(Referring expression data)
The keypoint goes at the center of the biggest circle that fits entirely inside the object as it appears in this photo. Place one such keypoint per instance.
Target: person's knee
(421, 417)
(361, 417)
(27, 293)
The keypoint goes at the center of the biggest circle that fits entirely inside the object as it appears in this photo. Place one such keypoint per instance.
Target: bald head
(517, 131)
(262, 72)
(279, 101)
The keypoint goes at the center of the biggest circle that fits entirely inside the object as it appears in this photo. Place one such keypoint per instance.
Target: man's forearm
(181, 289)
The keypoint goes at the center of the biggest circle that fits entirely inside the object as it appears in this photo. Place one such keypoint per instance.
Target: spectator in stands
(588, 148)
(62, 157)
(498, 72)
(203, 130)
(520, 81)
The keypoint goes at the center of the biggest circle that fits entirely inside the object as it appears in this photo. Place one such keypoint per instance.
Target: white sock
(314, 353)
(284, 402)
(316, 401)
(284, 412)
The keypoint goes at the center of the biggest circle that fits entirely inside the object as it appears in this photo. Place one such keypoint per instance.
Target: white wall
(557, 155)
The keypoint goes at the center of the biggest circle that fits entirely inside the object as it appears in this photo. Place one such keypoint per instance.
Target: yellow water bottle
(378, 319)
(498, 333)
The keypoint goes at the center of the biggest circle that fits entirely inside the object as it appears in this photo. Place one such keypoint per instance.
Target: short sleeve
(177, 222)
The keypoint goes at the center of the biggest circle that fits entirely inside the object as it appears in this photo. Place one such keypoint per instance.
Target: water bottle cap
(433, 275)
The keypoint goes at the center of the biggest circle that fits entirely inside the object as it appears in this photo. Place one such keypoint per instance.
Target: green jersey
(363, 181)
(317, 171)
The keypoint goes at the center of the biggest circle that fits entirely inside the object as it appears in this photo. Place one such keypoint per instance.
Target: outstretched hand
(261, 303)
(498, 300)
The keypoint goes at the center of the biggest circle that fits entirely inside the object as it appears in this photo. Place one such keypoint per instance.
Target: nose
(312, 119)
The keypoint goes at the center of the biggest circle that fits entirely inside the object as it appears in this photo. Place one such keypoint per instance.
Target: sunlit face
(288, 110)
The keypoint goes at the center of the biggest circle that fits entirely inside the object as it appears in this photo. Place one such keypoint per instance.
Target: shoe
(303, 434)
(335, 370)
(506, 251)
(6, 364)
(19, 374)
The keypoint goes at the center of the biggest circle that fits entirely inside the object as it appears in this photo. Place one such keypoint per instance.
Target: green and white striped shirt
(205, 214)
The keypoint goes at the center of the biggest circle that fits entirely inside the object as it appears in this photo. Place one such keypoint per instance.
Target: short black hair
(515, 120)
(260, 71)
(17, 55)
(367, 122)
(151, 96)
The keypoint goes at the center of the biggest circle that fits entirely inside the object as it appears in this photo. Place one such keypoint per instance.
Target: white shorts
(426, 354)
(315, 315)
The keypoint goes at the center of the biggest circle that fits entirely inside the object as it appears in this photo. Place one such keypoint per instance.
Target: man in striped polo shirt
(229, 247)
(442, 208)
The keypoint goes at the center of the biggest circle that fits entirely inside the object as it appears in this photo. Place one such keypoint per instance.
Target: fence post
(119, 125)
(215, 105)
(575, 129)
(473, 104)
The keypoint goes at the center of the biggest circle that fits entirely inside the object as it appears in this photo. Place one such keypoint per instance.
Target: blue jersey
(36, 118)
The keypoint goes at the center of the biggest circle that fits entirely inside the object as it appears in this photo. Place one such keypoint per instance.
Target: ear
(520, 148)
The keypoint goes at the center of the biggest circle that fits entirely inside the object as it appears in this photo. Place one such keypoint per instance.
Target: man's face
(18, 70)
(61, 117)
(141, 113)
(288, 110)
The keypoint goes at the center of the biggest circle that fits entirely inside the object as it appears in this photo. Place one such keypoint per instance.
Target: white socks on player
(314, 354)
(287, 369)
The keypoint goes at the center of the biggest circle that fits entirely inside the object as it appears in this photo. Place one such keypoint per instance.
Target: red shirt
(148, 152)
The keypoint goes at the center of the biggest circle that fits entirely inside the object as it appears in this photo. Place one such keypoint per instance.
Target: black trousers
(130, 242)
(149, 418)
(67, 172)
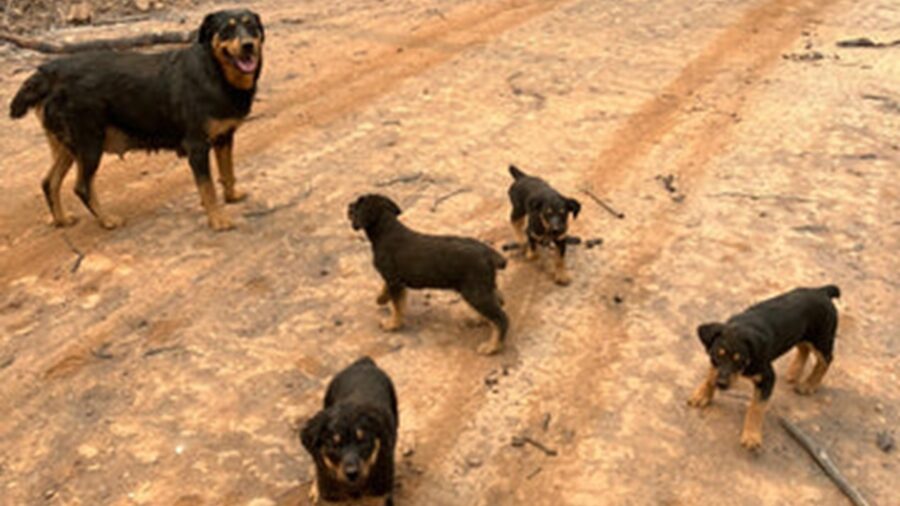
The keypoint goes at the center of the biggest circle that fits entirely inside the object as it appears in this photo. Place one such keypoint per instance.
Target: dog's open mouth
(246, 64)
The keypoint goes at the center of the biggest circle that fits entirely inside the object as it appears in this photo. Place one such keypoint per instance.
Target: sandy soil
(162, 363)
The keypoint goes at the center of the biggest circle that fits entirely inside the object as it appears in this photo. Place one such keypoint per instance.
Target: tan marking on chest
(215, 128)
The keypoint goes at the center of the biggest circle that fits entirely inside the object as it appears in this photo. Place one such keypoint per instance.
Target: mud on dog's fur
(408, 259)
(540, 216)
(187, 100)
(352, 439)
(748, 343)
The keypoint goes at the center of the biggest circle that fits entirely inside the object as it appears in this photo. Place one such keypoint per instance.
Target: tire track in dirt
(345, 87)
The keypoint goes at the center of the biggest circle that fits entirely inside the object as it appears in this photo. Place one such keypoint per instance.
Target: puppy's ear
(709, 332)
(311, 433)
(207, 29)
(574, 207)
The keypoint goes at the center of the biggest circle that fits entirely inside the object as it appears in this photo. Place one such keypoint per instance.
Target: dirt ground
(165, 364)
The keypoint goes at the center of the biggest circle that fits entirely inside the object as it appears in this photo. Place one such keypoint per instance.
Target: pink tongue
(247, 66)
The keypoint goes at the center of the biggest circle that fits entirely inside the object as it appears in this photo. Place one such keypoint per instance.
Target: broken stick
(824, 460)
(603, 204)
(147, 39)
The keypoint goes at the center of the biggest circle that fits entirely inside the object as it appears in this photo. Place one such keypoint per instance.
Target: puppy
(548, 215)
(352, 439)
(408, 259)
(749, 342)
(187, 100)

## WORK REQUEST
Using the data above, print every line exactly, omitting pictures.

## ANSWER AREA
The keypoint goes at the center of the biggest circle that fits entirely inside the object as it appears in this photo. Place one such keypoint per instance.
Target: person's knee
(421, 417)
(361, 417)
(27, 293)
The keypoint goes at the center of the biggest circle that fits entirely inside the object as it appears in this photo. Place one such keypoint per instance.
Target: bald head
(517, 131)
(262, 72)
(279, 101)
The keypoint goes at the center of the biggest circle that fits entirely inside the object as it appears in this photo. Place one such keypoint per instance.
Target: man's forearm
(181, 289)
The keypoint goes at the center of the biggest circle that fits entirely inside the object as it appears in this photo. Place one such keypoint per instance.
Target: spectator in stands
(588, 148)
(62, 157)
(498, 72)
(203, 130)
(520, 81)
The keypoint goes at the center of the biggest circle that fits entirely inside the object as it appears in this photo. Place one such keypoint per instance.
Target: white sock
(314, 353)
(284, 402)
(316, 401)
(284, 412)
The keypoint goes at the center of the biggest circle that fits entirely inside the object as it appears in this photo. Place one such keypoint per instance.
Target: white wall
(557, 155)
The keypoint goes at the center of the biggest circle that fits entirely inside the object as it appears in this photo. Place one such keypoint per instance.
Target: yellow water bottle
(378, 319)
(498, 333)
The keypoint goes at the center of the biggest circle that fits entirely inside the object as it appears in this photo. Place one such keypoint per instance.
Target: short sleeve
(177, 222)
The keypoint goes at the center of the biggest circle that fits entirely inside the object as it appears in this photo. Place one such keypoint per instance.
Target: water bottle cap
(433, 275)
The keypoint goes at the center of the biggest circle that fits entirely inside the object as it appears in this photo. Place one such keypoint per instance.
Target: green jersey
(363, 181)
(317, 171)
The keypoint goes at the center of the biggest circle that fits entirely inside the object as it appears in this photo. Place one such keypoint per instance.
Target: outstretched hand
(261, 303)
(498, 300)
The keypoint goes at the center of the biggest circle that fits entirely inside the object as it appears in this photo. Place one such keypoint per instance.
Target: nose
(312, 119)
The keypoint goes at the center of the biggest circle that fits entirely inside the object as it appears in this photo. Place one such keypoint per instance.
Target: sunlit face
(288, 110)
The keypoint goes at the center of the biggest circle that fits entirely inside the object as it appears in this photo. Place one such keypoint per instance.
Target: shoe
(303, 434)
(335, 370)
(506, 251)
(6, 364)
(19, 374)
The keypoint goes at the center of the biggest circle that fits entirely inside the object as it appears in this photo. Place one such keypoint per instance.
Target: green and white striped shirt
(205, 214)
The keypoint goes at the center of the biggest circle that fits entirely inside the object as it appears in this photo. Place one such keypoint per instance.
Target: short black hair
(515, 120)
(260, 71)
(17, 55)
(367, 122)
(151, 96)
The keypoint goes at the center of the biggest circle that fits entirely inside the object as it appears in this photo. Place one such keypoint per instance.
Target: white shorts
(426, 354)
(315, 315)
The keypoint goes at the center of the biggest circle that fits entirely inside the object as it appears in this photo. Place one such keypoint per instance.
Target: man in striped polo shirt
(229, 247)
(442, 208)
The keypoint goes at the center of the biggest circle that fits entirely inside the object as it appears in this photo. Place one such keypoint per instance.
Target: fence post
(119, 125)
(215, 105)
(575, 129)
(473, 104)
The keypoint goes at the center of the biggest circle that fits entirely inside the object as it appears in this photo. Place one such keypoint per instance.
Target: blue jersey
(36, 118)
The keypoint goes at the center of the biggest circle that fits entirely inside the object as it appears in this photo. Place one such keypoint per instance.
Target: ear
(520, 148)
The keypoint goes at the center of the biggest circle that fits entirely inside the object as it appears in this photo. Place one such keypoint per instance.
Target: man's face
(18, 70)
(61, 117)
(141, 113)
(288, 110)
The keypoint goes at the center of the biggest circle that fits entirely inside the object as it appears in this photo. Place one such keypoint per instance.
Target: white socks on player
(314, 354)
(287, 369)
The keypoint goes at the center of the biggest circle that fits entirely inside the object as it appears in this photo. Place one such keypoint per instance.
Target: red shirt
(148, 152)
The keypoint goes at the center of the biggest circle that fits entirely inside the object as it appears in this photo. Place one such keypoint per instance.
Target: black trousers
(130, 242)
(149, 418)
(67, 172)
The keypoint goes at the center of the biggest circle that fits entirely inside the object as it appears in this photo. Place one such keypoint per instance.
Target: dog's open mouth
(246, 64)
The keypoint goes at the center of the biggest circle that fits entirely inside the object as it appears in this photo. Place one such keypoint per instance.
Target: sandy soil
(162, 363)
The keypoint goes at the center of the biggest circle that fits entirely inside the object as it appears in this photo. Place one such keypoint per instance.
Target: tan marking on chest
(215, 128)
The keypoint goes at the center of the biggest circle that fits entirely inside the object as it appears in this photo. Place one such keypoint per instance.
Target: mud on dog's fur
(408, 259)
(540, 216)
(187, 100)
(352, 439)
(748, 343)
The keypoint goes at the center of the biggest circle that fits entirely inside the object as it appears in this photo. Place one such keypoint per instance.
Target: tire track in dirt
(345, 87)
The keypoint goes at the center of the biggest circle that fits entirely inside the object as it appears in this photo. Place one such keypoint per instance.
Target: puppy's ear
(709, 332)
(311, 433)
(207, 29)
(574, 207)
The keypoint goes at the center of the biggest circle that fits entirely inside the object as it appears in this photo. Place one such keypoint per instance.
Target: dirt ground
(165, 364)
The keypoint goes at the center of the biggest circle that fits entirely inside the object as it appears in this photo. Place one such keypoint per instance.
Target: pink tongue
(247, 66)
The keypoint goes at the center of the biggest circle that fits entirely inside the object as it appears in this photo. Place one such keypoint per instance.
Target: broken stick
(824, 460)
(603, 204)
(147, 39)
The keypoint goes at the center of the biggest circle that fits entirely inside the object as it appears in this photo. Place one such keypoint per instance.
Target: puppy
(548, 215)
(352, 439)
(408, 259)
(749, 342)
(187, 100)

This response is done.